Stored data
────────────────────────────────────────

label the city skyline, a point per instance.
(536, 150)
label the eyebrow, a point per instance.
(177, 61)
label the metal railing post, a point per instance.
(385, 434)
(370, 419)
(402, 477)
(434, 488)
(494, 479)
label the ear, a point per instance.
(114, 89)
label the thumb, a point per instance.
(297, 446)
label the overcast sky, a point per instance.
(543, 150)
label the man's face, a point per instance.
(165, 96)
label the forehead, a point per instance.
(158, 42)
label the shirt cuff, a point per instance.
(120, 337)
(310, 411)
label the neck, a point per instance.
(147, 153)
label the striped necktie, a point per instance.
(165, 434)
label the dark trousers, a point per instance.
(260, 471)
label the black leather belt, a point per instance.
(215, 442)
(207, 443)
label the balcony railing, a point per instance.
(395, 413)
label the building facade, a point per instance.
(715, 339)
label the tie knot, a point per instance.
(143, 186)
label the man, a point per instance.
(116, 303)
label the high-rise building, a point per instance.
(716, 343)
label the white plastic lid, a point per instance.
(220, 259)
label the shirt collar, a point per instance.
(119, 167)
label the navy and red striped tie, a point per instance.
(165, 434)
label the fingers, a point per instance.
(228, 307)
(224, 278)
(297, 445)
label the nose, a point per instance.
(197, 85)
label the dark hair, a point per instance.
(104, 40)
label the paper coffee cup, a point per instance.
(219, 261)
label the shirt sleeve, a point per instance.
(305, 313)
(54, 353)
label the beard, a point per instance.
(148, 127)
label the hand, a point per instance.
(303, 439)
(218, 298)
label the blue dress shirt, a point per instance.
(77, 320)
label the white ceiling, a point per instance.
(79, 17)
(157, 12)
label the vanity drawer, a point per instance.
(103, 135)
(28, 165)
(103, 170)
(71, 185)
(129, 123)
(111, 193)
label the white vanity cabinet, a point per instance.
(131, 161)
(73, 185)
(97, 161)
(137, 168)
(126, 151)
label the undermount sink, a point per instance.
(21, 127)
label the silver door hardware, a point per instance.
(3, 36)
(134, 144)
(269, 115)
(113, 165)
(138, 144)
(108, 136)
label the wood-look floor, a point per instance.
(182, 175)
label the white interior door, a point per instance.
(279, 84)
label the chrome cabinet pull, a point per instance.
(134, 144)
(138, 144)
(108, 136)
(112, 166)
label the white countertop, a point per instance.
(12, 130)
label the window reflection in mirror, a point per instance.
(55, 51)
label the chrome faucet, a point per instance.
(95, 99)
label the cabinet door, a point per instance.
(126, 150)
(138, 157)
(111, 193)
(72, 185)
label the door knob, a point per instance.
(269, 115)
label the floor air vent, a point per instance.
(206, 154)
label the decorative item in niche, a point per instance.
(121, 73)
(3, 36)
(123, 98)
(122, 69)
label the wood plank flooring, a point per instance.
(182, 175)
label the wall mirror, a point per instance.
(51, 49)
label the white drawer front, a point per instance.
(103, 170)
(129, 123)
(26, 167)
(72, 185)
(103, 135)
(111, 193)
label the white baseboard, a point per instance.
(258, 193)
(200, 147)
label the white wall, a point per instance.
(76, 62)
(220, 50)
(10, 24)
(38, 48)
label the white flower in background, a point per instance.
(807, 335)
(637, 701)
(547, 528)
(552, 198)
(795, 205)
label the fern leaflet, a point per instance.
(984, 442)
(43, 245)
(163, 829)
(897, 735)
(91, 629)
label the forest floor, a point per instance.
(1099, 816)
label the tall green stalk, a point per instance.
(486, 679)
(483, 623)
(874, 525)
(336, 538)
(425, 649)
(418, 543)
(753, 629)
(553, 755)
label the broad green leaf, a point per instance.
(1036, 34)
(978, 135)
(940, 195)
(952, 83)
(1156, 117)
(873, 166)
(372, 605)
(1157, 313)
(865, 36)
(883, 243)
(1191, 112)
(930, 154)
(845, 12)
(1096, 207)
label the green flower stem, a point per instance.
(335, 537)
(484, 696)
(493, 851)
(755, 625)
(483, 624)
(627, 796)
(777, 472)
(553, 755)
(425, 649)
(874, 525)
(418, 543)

────────────────────────────────────────

* [Written task]: Return what is listed above, exactly and completely.

* [Solution]:
label the city skyline, a point per instance.
(536, 150)
label the eyebrow, a point per instance.
(177, 61)
label the metal railing post, a point per instance.
(385, 434)
(370, 419)
(402, 477)
(434, 488)
(494, 479)
label the ear, a point per instance.
(114, 89)
label the thumb, a point per instance.
(297, 446)
label the overcast sky, a point per instance.
(543, 150)
label the man's face, a point per instance.
(165, 96)
label the forehead, a point per instance.
(158, 42)
label the shirt cuff, a point per instance.
(120, 337)
(310, 411)
label the neck, a point per instance.
(147, 153)
label the striped necktie, a point per instance.
(165, 434)
label the dark trousers, a point per instance.
(260, 471)
label the black leather belt, a point per instance.
(215, 442)
(207, 443)
label the balcony railing, a point per instance.
(395, 413)
label the building facade, a point per instance.
(715, 339)
label the tie knot, a point per instance.
(143, 186)
label the man, a point per instance.
(116, 303)
label the high-rise building, a point per instance.
(716, 343)
label the white plastic lid, a point per instance.
(220, 259)
label the shirt collar, a point per instance.
(119, 167)
label the navy and red striped tie, a point per instance.
(165, 434)
label the fingers, a point per instance.
(228, 307)
(224, 278)
(297, 445)
label the nose, a point per instance.
(197, 85)
label the dark hair, a point per instance.
(104, 40)
label the paper coffee cup, a point per instance.
(219, 261)
label the shirt sleeve, a point per instance.
(305, 313)
(54, 353)
label the beard, a point per instance.
(148, 127)
label the hand, a point per instance.
(303, 439)
(218, 298)
label the blue dress shirt, a point per instance.
(77, 320)
label the white ceiling, a point per instance.
(79, 17)
(157, 12)
label the vanity drawer, a point per instance.
(103, 135)
(28, 165)
(103, 170)
(71, 185)
(129, 123)
(111, 193)
label the white vanity cabinet, a point per instance.
(131, 161)
(73, 185)
(97, 161)
(137, 168)
(126, 151)
label the undermount sink, a point per instance.
(21, 127)
label the silver door hardware, a point per instance.
(3, 36)
(134, 144)
(269, 115)
(113, 165)
(138, 144)
(108, 136)
label the wood-look floor, a point per instance.
(182, 175)
label the white interior door, a point per instance.
(279, 84)
label the chrome cabinet pull, a point per instance.
(134, 144)
(138, 144)
(108, 136)
(112, 166)
label the white countertop, a point per instance.
(12, 130)
label the window reflection in mirror, a point per instance.
(55, 51)
label the chrome faucet, a point per instance.
(95, 99)
label the cabinet door, a point per instance.
(126, 150)
(138, 157)
(111, 193)
(72, 185)
label the door knob, a point per instance.
(269, 115)
label the floor air vent, a point per instance.
(206, 154)
label the decorative item in niche, a point per instance.
(121, 73)
(3, 36)
(123, 98)
(122, 69)
label the wood plank flooring, a point per instance.
(182, 175)
label the wall mirror, a point per instance.
(51, 49)
label the white drawer front, a point per instance.
(103, 170)
(129, 123)
(26, 167)
(72, 185)
(103, 135)
(111, 193)
label the white baseboard, a point per instance.
(258, 193)
(200, 147)
label the white wall, a point per instance.
(76, 62)
(220, 50)
(10, 24)
(38, 48)
label the white flower in background, a point per instance.
(807, 335)
(637, 701)
(547, 528)
(552, 198)
(795, 205)
label the fern leaflet, a point per instance.
(984, 442)
(43, 245)
(163, 829)
(897, 735)
(91, 629)
label the forest floor, a point per instance.
(1099, 816)
label the tall green stalk, a point per instance.
(486, 679)
(483, 623)
(874, 525)
(336, 538)
(425, 649)
(418, 543)
(753, 629)
(553, 755)
label the broad green leaf, a point per instance.
(1036, 34)
(978, 135)
(940, 195)
(952, 83)
(1156, 117)
(873, 166)
(372, 605)
(1157, 313)
(865, 36)
(883, 243)
(1191, 112)
(930, 154)
(845, 12)
(1096, 207)
label the green flower stem, a point per instance.
(335, 537)
(484, 696)
(493, 851)
(755, 625)
(483, 624)
(627, 796)
(777, 472)
(553, 755)
(425, 649)
(874, 525)
(418, 543)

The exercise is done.